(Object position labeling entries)
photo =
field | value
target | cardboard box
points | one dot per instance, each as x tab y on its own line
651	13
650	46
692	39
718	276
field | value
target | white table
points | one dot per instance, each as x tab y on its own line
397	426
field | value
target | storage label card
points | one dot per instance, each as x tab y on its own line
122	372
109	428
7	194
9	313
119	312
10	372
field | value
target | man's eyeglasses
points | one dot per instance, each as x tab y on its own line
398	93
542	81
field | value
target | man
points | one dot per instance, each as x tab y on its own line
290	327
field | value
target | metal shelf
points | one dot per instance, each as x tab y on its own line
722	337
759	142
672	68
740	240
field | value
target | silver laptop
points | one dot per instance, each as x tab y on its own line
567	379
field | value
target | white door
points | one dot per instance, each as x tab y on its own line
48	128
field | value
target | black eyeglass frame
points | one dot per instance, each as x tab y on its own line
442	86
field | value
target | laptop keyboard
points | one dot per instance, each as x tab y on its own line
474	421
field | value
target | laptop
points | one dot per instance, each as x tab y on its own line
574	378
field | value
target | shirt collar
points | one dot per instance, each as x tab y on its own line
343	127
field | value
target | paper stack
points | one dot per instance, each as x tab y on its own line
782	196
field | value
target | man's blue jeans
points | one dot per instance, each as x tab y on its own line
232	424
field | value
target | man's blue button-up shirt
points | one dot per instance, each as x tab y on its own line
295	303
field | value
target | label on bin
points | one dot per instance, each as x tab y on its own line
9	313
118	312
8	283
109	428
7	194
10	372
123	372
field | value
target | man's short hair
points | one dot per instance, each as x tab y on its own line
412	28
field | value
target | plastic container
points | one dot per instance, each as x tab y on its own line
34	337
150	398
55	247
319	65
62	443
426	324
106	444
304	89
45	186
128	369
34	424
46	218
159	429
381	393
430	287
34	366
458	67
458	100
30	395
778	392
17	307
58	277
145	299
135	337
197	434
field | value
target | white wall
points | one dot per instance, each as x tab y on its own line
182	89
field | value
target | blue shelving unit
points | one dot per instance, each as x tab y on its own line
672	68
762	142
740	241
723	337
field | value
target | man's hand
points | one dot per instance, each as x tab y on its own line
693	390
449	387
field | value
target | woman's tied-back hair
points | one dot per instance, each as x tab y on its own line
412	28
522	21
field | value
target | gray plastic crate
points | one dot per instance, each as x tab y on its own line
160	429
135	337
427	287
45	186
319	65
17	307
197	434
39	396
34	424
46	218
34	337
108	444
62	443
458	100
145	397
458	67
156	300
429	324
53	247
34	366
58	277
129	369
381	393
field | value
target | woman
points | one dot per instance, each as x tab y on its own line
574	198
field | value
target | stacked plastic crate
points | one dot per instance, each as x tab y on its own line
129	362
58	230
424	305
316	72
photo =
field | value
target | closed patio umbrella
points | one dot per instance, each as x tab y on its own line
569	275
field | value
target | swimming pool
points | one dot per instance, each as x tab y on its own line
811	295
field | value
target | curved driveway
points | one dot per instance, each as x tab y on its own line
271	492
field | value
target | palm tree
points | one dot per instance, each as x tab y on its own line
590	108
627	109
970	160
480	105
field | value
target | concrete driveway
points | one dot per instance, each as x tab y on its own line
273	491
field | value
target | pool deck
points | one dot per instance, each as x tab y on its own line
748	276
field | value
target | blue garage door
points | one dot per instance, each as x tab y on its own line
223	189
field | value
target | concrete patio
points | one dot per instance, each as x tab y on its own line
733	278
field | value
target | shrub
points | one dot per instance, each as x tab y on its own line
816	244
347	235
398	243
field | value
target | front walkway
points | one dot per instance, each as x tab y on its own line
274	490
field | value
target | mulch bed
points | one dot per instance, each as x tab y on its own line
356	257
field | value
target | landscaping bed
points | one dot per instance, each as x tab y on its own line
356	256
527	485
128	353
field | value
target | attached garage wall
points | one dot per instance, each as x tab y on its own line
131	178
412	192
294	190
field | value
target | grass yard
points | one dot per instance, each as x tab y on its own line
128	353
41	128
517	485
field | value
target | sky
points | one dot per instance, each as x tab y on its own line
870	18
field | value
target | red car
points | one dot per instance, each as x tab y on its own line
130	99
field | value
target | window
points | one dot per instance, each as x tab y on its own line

### INSTRUCTION
Write out all of the records above exactly as they appear.

### OUTPUT
photo =
field | value
target | cardboard box
points | one dot per instance, each as x tab y on its own line
651	13
650	46
692	39
718	276
field | value
target | white table
points | one dot per instance, each as x tab y on its own line
397	426
field | value
target | storage label card
points | one dot per instance, each as x tab y on its own line
122	372
109	428
7	194
9	313
119	312
10	372
field | value
target | man's eyeglasses
points | one dot per instance, each as x tab y on its own line
398	93
542	81
field | value
target | man
points | one dot per instance, each as x tab y on its own line
290	327
field | value
target | metal shelf
points | one dot per instance, each as x tab y on its own line
722	337
759	142
672	68
740	240
field | value
target | silver laptop
points | one dot per instance, each as x tab y on its own line
567	379
field | value
target | white door
points | one dot per instance, each as x tab y on its own line
48	128
field | value
target | black eyeglass frame
points | one dot per instance, each as x tab y on its own line
442	86
field | value
target | laptop keyboard
points | one dot per instance, each as x tab y on its own line
474	421
field | value
target | laptop
points | one dot per instance, each as x tab y on its own line
574	378
field | value
target | shirt collar
points | one dot per instance, each as x tab y on its own line
343	127
field | value
target | paper stack
points | one dot per instance, each as x tab y on its own line
782	196
field | value
target | man's blue jeans
points | one dot per instance, each as x tab y on its own line
232	424
field | value
target | man's blue button-up shirt
points | one dot per instance, each as x tab y on its own line
295	303
field | value
target | label on bin
points | one dot per instance, each as x tab y on its own line
9	313
118	312
8	283
109	428
7	194
10	372
123	372
field | value
target | man's short hair
points | one dot per instance, each as x tab y on its own line
412	28
field | value
target | plastic container
points | one dot per instance, each as x tab y on its own line
34	337
150	398
55	247
319	65
62	443
426	324
106	444
304	89
45	186
128	369
34	424
46	218
159	429
381	393
430	287
34	366
458	67
458	100
30	395
778	392
17	307
58	277
145	299
135	337
197	434
field | value
target | white wall
points | one dot per instance, each as x tab y on its own line
182	89
field | value
target | blue shelving unit
points | one dot per instance, each as x tab y on its own line
672	68
762	142
740	241
723	337
field | value
target | man's hand
points | one dot per instance, each as x tab y on its own line
693	390
449	387
field | value
target | woman's tied-back hair
points | one dot per instance, each as x tab y on its own line
412	28
522	21
field | value
target | gray plastic crate
points | one dot per instance, each as x tab y on its own line
160	429
135	337
427	287
45	186
319	65
17	307
197	434
39	396
34	424
46	218
34	337
108	444
62	443
458	100
145	397
458	67
156	300
429	324
53	247
34	366
58	277
129	369
381	393
field | value
target | woman
points | one dot per instance, each as x tab y on its own line
574	198
field | value
target | stacked plastic crate
points | one dot per instance, each as x tab y on its own line
129	362
58	230
424	305
316	72
photo =
field | value
target | closed patio umbrella
points | one dot per instance, each as x tab y on its own line
569	275
field | value
target | swimming pool
points | one dot per instance, each as x tab y on its own line
811	295
field | value
target | curved driveway
points | one dot per instance, each as x tab y on its own line
271	492
field | value
target | palm tree
points | one dot per instance, each as x tab y on its own line
590	108
627	109
970	160
480	105
field | value
target | concrete driveway
points | one dot per instance, each as x tab y on its own line
273	491
field | value
target | pool deck
points | one dot per instance, each as x tab y on its own line
748	276
field | value
target | blue garage door
points | one dot per instance, each as x tab y on its own line
223	189
field | value
target | concrete patio
points | one dot per instance, each as x tab y on its own line
733	278
field | value
target | shrub
points | one dot per instance, each as x tab y on its own line
816	244
347	235
398	243
field | value
target | front walkway
points | one dot per instance, each as x tab y on its own line
274	490
field | value
target | mulch bed
points | one dot per instance, each as x tab y on its own line
356	257
field | value
target | landscaping bed
points | one dot per instance, each as x tab y on its own line
356	256
527	485
128	353
field | value
target | attached garage wall
points | one dot per instance, each as x tab y on its own line
131	178
412	192
294	190
field | value
target | grass yard
points | one dot per instance, each as x tab y on its own line
128	353
41	128
517	485
field | value
target | sky
points | one dot per instance, each as x tab y on its own line
870	18
field | value
target | red car
points | one dot per instance, each as x tab y on its own line
130	99
field | value
target | window
points | one dot per instance, each as x tab y on its own line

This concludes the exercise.